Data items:
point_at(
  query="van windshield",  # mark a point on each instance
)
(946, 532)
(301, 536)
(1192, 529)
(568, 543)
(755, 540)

Activity:
Without omitting anything, output the entries exactly.

Response:
point_at(
  query="van windshield",  # mark a point on each instance
)
(946, 532)
(301, 536)
(1192, 529)
(568, 543)
(755, 540)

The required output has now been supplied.